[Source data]
○ ○ ○ ○ ○ ○ ○

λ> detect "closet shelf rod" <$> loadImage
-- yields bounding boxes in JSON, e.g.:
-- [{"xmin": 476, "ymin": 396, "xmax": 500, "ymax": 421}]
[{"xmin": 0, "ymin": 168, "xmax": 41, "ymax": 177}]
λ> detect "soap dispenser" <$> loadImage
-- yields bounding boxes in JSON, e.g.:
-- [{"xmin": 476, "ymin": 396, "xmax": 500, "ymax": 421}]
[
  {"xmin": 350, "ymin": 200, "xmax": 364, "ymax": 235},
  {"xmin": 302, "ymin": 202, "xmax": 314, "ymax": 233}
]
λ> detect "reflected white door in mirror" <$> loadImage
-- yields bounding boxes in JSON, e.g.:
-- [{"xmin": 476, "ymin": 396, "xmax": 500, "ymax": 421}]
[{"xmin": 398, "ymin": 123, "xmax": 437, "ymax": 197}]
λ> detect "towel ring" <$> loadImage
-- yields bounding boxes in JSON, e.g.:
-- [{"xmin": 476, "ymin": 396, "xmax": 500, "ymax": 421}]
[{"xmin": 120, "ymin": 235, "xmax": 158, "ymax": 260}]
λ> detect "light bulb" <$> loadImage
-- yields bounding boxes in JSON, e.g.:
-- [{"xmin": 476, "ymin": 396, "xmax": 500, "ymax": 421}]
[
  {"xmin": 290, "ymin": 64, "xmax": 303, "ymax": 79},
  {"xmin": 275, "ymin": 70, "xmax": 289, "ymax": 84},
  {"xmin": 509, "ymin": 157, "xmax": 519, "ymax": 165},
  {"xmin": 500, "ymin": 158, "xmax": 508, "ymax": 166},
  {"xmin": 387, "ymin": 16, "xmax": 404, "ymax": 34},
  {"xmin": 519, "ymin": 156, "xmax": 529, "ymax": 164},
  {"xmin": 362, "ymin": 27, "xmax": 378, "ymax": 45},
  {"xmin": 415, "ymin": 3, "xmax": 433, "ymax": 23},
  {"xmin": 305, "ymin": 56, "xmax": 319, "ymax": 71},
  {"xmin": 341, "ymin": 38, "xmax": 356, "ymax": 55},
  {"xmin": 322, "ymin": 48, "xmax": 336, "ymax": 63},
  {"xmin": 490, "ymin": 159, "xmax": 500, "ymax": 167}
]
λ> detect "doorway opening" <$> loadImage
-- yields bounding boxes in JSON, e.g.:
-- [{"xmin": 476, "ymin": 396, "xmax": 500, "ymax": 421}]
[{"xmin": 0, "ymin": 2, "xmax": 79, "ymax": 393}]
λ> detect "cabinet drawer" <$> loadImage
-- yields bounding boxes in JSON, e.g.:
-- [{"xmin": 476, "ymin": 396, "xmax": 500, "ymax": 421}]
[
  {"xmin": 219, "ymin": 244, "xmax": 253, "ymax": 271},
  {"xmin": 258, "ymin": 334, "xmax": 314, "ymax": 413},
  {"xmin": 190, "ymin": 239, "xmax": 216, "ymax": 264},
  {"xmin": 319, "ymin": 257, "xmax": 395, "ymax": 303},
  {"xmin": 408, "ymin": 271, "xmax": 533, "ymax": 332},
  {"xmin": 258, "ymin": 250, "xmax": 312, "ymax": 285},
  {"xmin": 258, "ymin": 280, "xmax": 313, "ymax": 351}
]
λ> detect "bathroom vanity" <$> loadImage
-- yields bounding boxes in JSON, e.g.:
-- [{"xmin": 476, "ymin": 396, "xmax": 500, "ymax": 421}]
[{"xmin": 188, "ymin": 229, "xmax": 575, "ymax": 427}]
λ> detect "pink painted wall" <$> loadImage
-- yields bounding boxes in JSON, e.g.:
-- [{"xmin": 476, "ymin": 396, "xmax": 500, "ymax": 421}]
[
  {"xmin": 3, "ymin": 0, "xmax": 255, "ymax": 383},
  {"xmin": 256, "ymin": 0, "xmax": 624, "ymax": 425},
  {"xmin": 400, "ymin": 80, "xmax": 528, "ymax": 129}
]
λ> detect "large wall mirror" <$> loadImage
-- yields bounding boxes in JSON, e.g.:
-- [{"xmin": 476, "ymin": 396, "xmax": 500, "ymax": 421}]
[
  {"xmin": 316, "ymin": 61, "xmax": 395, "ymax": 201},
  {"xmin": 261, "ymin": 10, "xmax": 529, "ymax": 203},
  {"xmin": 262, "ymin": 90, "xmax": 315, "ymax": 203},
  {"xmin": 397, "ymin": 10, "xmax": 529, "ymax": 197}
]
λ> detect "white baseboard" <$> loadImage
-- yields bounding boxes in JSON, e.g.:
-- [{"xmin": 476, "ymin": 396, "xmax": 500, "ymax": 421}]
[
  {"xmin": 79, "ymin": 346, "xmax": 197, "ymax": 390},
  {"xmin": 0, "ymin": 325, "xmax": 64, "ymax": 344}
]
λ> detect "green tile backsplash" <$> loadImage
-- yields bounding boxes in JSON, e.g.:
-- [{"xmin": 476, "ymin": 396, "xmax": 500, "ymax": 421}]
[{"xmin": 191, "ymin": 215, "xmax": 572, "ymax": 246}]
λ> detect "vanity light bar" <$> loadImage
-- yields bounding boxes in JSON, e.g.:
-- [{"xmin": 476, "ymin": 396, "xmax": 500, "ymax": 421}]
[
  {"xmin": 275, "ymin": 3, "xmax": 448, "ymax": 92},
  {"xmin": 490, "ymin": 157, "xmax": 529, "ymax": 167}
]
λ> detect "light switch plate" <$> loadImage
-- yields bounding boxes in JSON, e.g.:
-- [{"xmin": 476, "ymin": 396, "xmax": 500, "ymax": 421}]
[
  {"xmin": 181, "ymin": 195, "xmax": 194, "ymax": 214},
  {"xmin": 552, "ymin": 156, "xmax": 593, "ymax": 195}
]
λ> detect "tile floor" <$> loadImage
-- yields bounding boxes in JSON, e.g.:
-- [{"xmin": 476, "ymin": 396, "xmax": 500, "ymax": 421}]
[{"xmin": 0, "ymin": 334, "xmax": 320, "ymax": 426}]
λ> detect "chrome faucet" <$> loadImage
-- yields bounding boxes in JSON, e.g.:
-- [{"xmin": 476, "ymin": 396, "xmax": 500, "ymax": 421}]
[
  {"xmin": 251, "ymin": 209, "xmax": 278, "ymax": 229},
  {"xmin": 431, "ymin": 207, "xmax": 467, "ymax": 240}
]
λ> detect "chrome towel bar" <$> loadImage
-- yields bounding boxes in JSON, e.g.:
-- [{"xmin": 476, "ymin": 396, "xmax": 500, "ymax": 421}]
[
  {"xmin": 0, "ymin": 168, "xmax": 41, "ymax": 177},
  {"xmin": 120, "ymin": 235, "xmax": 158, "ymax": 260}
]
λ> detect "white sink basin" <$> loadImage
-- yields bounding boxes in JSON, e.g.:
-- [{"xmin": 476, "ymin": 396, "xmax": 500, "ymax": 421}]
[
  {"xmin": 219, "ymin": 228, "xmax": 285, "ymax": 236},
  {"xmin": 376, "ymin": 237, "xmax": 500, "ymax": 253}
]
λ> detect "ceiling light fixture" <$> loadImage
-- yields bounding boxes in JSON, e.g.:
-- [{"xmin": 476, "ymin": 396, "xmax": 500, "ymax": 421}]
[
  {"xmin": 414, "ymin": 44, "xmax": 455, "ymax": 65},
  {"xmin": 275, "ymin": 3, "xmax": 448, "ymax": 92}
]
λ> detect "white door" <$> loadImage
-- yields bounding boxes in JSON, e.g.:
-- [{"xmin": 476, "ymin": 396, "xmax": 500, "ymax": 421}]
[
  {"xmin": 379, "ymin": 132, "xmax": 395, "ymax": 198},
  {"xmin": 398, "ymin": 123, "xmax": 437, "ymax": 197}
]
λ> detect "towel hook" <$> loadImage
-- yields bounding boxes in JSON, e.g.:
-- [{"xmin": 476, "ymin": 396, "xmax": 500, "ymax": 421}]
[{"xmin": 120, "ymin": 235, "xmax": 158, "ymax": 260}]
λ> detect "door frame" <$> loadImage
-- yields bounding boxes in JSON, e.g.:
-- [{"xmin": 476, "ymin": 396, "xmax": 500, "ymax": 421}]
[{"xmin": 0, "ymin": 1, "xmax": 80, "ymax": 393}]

○ ○ ○ ○ ○ ○ ○

* _Exercise details_:
Copy every line of the records above that holds the word "vanity".

* _Answer area_:
λ> detect "bathroom vanity" <$> loadImage
λ> detect "vanity light bar" <$> loadImage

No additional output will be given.